__Exercise prompt__: Copy out every item below in full, requests included, and scale each point coordinate in the answers by 1.25, rounding to whole numbers with halves going up. Keep the numbers in the requests and their format samples as they are.

** Start Material provided **

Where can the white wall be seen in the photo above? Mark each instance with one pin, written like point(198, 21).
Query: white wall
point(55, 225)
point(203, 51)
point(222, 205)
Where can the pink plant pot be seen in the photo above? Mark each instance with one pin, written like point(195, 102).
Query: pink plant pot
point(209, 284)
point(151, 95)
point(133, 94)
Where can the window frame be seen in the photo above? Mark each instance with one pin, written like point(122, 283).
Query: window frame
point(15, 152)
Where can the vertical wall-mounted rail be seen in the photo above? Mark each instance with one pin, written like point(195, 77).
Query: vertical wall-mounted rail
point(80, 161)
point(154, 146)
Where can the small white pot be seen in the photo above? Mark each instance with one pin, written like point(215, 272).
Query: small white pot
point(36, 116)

** End Material provided **

__Task solution__:
Where can the white wall be seen in the photo above? Mark each instance with one pin, written like point(198, 21).
Query: white wall
point(69, 281)
point(254, 64)
point(278, 256)
Where can the pink plant pot be seen in the photo above? Mark each instance with one pin, written like point(195, 102).
Query: pink plant pot
point(261, 355)
point(189, 119)
point(166, 118)
Where can the window frame be seen in the photo above? Mark each instance with one pin, written like point(122, 283).
Query: window frame
point(19, 190)
Where can the vertical wall-mounted rail be seen in the photo above? Mark each instance with one pin, written like point(195, 77).
Query: vertical wall-mounted rail
point(100, 201)
point(193, 183)
Where can the small white pot be seen in the photo above? Mark each instance with one pin, written like point(215, 272).
Query: small white pot
point(45, 145)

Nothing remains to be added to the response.